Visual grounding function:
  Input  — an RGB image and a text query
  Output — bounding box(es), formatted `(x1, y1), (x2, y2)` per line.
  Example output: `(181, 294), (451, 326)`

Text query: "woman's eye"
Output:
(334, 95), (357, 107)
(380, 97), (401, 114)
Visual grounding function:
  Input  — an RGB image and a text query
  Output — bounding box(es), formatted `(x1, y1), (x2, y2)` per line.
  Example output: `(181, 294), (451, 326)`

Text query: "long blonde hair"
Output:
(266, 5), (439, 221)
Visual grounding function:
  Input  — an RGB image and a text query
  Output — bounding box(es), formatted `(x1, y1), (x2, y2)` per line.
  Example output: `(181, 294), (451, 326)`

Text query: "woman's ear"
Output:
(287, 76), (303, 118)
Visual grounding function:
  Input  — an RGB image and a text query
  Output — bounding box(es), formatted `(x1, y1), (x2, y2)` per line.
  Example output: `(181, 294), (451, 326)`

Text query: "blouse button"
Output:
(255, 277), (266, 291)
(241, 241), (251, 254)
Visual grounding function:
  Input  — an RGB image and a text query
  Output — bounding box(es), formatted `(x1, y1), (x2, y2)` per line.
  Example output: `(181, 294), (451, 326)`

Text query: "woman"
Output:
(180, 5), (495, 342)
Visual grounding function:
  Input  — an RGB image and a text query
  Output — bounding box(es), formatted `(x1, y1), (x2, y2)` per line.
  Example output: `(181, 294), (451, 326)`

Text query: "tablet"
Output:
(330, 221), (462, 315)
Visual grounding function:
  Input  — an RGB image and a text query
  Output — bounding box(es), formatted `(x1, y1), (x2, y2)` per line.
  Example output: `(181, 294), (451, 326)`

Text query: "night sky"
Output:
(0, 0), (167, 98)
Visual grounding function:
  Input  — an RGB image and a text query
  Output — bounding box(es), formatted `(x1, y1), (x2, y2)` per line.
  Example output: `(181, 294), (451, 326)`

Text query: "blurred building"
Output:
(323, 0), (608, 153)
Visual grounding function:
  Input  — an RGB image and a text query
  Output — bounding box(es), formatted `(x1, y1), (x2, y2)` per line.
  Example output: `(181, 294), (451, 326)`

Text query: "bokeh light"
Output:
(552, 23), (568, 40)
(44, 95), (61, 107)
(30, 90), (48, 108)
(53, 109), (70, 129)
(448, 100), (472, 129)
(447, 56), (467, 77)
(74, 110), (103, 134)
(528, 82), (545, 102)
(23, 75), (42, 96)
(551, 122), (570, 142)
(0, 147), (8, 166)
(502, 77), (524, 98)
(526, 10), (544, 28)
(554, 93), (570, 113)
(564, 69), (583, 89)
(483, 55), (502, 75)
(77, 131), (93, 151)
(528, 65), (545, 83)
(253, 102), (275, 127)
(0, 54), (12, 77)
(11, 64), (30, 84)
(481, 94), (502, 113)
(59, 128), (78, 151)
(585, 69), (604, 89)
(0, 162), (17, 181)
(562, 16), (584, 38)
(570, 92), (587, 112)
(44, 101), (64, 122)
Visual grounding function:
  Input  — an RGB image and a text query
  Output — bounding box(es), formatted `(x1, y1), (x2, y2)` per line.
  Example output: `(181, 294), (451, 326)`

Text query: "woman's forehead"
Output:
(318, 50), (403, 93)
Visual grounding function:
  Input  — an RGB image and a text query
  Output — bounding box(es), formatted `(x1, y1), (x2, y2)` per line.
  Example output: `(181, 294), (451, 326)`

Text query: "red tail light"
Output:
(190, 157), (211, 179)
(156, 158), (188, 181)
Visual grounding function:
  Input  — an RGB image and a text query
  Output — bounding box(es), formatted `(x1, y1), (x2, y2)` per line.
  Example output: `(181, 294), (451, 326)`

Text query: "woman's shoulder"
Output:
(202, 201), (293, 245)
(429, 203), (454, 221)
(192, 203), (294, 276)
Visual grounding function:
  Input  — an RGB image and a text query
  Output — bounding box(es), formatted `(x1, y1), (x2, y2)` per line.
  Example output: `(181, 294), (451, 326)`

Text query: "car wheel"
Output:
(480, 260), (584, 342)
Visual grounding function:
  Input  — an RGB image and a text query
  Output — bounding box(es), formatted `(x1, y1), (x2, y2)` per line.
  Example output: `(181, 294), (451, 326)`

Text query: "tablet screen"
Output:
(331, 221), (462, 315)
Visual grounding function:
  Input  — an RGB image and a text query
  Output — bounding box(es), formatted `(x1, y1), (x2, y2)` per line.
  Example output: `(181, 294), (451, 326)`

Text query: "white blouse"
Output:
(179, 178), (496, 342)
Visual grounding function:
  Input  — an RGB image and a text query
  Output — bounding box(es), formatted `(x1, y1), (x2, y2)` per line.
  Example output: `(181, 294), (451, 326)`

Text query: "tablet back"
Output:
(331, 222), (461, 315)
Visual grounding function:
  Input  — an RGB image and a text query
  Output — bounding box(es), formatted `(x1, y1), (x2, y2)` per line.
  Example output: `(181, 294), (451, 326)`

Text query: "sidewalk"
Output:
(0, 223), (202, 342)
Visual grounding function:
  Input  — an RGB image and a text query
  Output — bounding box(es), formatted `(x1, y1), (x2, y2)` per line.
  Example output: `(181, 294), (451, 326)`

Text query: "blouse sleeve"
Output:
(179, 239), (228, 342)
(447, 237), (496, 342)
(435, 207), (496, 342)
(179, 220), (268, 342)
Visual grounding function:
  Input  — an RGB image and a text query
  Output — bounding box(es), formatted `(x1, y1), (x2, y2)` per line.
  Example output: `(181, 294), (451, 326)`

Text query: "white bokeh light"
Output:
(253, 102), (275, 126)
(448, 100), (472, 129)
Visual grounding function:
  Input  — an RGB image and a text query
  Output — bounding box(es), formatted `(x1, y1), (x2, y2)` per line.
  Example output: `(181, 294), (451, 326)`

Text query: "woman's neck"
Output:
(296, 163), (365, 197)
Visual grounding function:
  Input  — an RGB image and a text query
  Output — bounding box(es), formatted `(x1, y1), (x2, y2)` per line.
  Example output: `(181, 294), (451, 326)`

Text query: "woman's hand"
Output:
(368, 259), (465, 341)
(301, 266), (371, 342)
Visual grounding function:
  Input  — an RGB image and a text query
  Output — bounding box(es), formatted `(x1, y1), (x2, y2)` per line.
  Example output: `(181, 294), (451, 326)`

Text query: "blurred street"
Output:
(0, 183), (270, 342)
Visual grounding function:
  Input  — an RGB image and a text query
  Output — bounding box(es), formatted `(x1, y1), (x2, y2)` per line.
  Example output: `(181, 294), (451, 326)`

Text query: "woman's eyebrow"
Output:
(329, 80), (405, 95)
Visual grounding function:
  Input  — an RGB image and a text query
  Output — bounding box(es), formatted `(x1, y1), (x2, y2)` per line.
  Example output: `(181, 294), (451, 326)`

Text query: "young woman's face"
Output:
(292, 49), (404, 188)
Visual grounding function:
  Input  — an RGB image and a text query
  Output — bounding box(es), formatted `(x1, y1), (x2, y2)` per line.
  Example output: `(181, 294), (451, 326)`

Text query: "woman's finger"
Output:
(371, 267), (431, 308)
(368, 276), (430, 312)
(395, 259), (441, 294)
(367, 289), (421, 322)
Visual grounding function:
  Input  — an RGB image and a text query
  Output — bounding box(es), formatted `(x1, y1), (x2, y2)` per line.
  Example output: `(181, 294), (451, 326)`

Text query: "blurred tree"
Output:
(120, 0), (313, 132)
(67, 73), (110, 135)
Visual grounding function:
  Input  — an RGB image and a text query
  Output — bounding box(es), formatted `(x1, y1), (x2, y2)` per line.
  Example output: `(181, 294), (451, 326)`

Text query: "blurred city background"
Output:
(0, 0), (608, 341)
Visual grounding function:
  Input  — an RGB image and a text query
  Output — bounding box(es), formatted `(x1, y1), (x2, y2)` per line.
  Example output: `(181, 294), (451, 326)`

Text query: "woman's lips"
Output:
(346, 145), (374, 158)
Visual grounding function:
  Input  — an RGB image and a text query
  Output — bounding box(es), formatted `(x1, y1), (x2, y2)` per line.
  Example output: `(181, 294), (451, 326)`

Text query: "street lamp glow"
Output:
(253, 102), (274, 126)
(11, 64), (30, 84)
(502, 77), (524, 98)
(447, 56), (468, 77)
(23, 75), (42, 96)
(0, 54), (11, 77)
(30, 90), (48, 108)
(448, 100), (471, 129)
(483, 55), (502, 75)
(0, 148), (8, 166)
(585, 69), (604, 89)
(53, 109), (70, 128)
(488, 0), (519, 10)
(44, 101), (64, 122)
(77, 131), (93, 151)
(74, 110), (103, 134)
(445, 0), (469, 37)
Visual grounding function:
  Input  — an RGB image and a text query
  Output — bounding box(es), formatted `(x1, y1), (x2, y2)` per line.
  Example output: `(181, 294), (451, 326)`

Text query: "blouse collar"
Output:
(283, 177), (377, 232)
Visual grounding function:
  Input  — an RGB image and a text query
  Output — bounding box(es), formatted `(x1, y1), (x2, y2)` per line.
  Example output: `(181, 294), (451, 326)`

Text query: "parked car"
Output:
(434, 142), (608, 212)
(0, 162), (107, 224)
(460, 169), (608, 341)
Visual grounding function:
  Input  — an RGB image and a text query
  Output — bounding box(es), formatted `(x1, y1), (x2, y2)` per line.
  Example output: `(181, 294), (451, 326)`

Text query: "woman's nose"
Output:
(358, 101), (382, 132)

──────────────────────────────

Written exercise –
Gather every line in the data above that contains the word "blurred".

Finished answer –
Text query: "blurred building"
Text query: "blurred street"
Text query: "blurred tree"
Text query: "blurred city background"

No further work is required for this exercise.